>> BEGIN Material provided

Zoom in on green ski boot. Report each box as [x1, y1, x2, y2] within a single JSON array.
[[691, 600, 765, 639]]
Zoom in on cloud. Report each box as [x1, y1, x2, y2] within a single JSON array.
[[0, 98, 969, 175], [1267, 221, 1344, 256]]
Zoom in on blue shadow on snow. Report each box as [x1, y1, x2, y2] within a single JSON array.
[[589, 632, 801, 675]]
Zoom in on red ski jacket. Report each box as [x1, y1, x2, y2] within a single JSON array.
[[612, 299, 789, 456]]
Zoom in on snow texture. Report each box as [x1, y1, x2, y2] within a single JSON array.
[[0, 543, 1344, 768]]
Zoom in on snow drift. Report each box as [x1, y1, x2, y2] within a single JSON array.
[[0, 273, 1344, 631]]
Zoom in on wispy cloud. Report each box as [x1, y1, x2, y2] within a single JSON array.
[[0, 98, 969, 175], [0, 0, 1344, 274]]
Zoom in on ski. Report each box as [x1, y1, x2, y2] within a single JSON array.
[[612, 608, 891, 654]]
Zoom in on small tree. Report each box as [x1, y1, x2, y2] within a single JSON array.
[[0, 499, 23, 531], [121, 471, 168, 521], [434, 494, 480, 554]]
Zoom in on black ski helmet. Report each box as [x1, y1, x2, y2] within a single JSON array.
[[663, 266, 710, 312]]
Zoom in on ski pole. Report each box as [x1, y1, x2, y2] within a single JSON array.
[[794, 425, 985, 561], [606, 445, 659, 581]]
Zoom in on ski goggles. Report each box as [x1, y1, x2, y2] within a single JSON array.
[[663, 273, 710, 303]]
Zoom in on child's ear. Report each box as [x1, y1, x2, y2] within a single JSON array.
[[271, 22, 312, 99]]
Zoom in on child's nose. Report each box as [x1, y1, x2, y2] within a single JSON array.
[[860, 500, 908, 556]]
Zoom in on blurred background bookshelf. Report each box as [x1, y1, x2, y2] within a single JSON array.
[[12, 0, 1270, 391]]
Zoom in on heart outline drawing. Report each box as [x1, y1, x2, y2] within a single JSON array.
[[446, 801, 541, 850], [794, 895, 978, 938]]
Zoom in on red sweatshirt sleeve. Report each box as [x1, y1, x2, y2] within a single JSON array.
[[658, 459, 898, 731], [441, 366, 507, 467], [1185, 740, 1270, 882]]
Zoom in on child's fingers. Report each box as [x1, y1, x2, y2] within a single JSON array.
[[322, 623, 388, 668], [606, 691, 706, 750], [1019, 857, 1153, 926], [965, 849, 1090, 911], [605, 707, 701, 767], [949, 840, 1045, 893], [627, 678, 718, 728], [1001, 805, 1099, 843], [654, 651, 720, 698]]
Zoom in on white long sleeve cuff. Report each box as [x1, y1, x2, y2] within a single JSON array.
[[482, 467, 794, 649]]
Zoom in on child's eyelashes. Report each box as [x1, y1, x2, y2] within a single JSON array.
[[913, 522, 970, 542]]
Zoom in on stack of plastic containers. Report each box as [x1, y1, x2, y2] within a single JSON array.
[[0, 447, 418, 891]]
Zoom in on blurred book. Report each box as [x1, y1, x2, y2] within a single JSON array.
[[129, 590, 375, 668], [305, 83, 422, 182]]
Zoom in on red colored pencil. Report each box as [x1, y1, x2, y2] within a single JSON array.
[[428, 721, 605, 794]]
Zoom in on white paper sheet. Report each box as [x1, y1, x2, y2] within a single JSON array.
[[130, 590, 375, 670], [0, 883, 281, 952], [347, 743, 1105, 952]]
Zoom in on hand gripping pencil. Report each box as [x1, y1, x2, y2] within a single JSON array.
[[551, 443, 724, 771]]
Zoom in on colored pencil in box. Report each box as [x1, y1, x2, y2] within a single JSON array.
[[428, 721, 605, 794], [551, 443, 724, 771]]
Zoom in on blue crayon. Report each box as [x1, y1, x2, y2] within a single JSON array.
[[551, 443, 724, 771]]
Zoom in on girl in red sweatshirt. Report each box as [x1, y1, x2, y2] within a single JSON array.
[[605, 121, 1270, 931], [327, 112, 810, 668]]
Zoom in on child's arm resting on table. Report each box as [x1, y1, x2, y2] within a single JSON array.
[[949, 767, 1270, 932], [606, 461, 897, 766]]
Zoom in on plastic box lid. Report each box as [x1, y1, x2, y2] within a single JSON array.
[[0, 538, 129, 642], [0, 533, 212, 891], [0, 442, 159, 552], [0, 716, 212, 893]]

>> END Material provided

== What is needed ==
Express all the entries above as a JSON array of strings, one string per line, omitting any blank lines.

== The completed task ==
[
  "Zoom in on green ski boot. Report each box as [x1, y1, x2, y2] within a single JSON array.",
  "[[691, 600, 765, 639]]",
  "Zoom in on cloud. Report each box as [x1, y1, x2, y2] within a single JSON array.",
  "[[0, 98, 969, 175], [1267, 221, 1344, 256]]",
  "Zoom in on blue shadow on snow. Report each box as [x1, y1, x2, y2] within a single JSON array.",
  "[[589, 632, 801, 675]]",
  "Zoom in on red ski jacket. Report each box as [x1, y1, x2, y2] within a single JSON array.",
  "[[612, 299, 789, 456]]",
  "Zoom in on snow texture. Report each box as [x1, y1, x2, y2] within a single JSON array.",
  "[[0, 543, 1344, 768]]",
  "Zoom in on snow drift. Report each box as [x1, y1, x2, y2] within a single JSON array.",
  "[[0, 273, 1344, 631]]",
  "Zoom in on wispy cloud. Report each box as [x1, y1, x2, y2] within a single JSON array.",
  "[[0, 98, 969, 175], [0, 0, 1344, 274]]",
  "Zoom in on ski. Report each box as [x1, y1, x2, y2] within a single JSON array.",
  "[[612, 608, 891, 654]]",
  "Zoom in on small tree. Report each box as [x1, y1, x2, y2] within a single JSON array.",
  "[[0, 499, 23, 531], [121, 471, 168, 521], [434, 494, 480, 554]]",
  "Zoom in on black ski helmet. Report each box as [x1, y1, x2, y2] within a single JSON array.",
  "[[663, 266, 710, 312]]",
  "Zoom in on ski pole. Report each box as [x1, y1, x2, y2] within a single JSON array.",
  "[[794, 425, 985, 561], [606, 445, 659, 581]]",
  "Zoom in on ski goggles. Report each box as [x1, y1, x2, y2] within a single JSON array.",
  "[[663, 273, 710, 303]]",
  "Zoom in on child's ear. Report each box as [x1, y1, x2, y2] within a single JSON array.",
  "[[271, 22, 312, 99]]",
  "Zoom in on child's nose. Report each box as [x1, y1, x2, y2] within a single JSON array.",
  "[[860, 500, 908, 556]]",
  "Zoom in on blurred background bookshelf. Report each box as [x1, y1, x2, y2] within a single JSON array.",
  "[[12, 0, 1270, 391]]",
  "Zoom in on heart outline drawing. Report each box as [x1, y1, x2, y2] within a single JSON array.",
  "[[446, 801, 541, 850], [794, 895, 978, 938]]",
  "Zoom in on red sweatshirt sleeve. Report each box as [x1, y1, x2, y2] within a single JSON array.",
  "[[658, 459, 898, 731], [441, 366, 507, 467], [1185, 740, 1270, 882]]",
  "Zoom in on child's fingers. Report each box as [x1, y1, x2, y2] within a single JSON array.",
  "[[322, 623, 388, 668], [606, 691, 706, 750], [1019, 857, 1153, 926], [965, 849, 1090, 911], [605, 707, 701, 767], [949, 840, 1045, 893], [627, 678, 718, 728], [1001, 805, 1099, 843], [654, 651, 720, 698]]",
  "Zoom in on white long sleeve cuff. Report each box as [x1, y1, x2, y2] within a single JSON array.",
  "[[482, 467, 794, 649]]",
  "Zoom in on child's eyelashes. Report each box as [x1, y1, x2, y2] within a single JSON array.",
  "[[913, 522, 970, 542]]",
  "Zoom in on stack of plastic containers. Report each box as [x1, y1, x2, y2] within a single JSON array.",
  "[[0, 447, 418, 891]]",
  "Zoom in on blurred book. Report each box as [x1, y1, x2, y2] within a single JSON array.",
  "[[129, 590, 375, 668], [305, 83, 422, 182]]",
  "Zoom in on red colored pencil. Report each box as [x1, y1, x2, y2] within a single JSON array.",
  "[[428, 721, 605, 794]]",
  "Zoom in on white paper sheet. Report each box as [x1, y1, x2, y2] within a single JSON array.",
  "[[130, 590, 375, 670], [0, 883, 281, 952], [347, 743, 1105, 952]]",
  "Zoom in on hand gripping pencil. Report each box as [x1, y1, x2, y2] within a single JSON array.",
  "[[551, 443, 724, 771]]",
  "Zoom in on colored pencil in box. Report each box as [x1, y1, x2, y2] within a single JSON array.",
  "[[428, 721, 605, 794], [551, 443, 724, 771]]",
  "Zoom in on blue crayon. Report each box as [x1, y1, x2, y2] within a single JSON array.",
  "[[551, 443, 724, 771]]",
  "Zoom in on girl in red sweatshirt. Report each box as [x1, y1, x2, y2] within a single JSON array.",
  "[[605, 121, 1270, 931], [327, 112, 810, 668]]",
  "Zoom in on child's arm resting on table. Report each box as [x1, y1, x2, y2] within a single JSON array.",
  "[[949, 767, 1270, 932], [606, 461, 897, 766]]",
  "Zoom in on plastic box lid. Report each box as [x1, y1, x2, y2] within a single JSON array.",
  "[[0, 538, 129, 642], [0, 533, 212, 891], [0, 442, 159, 552], [0, 716, 212, 893]]"
]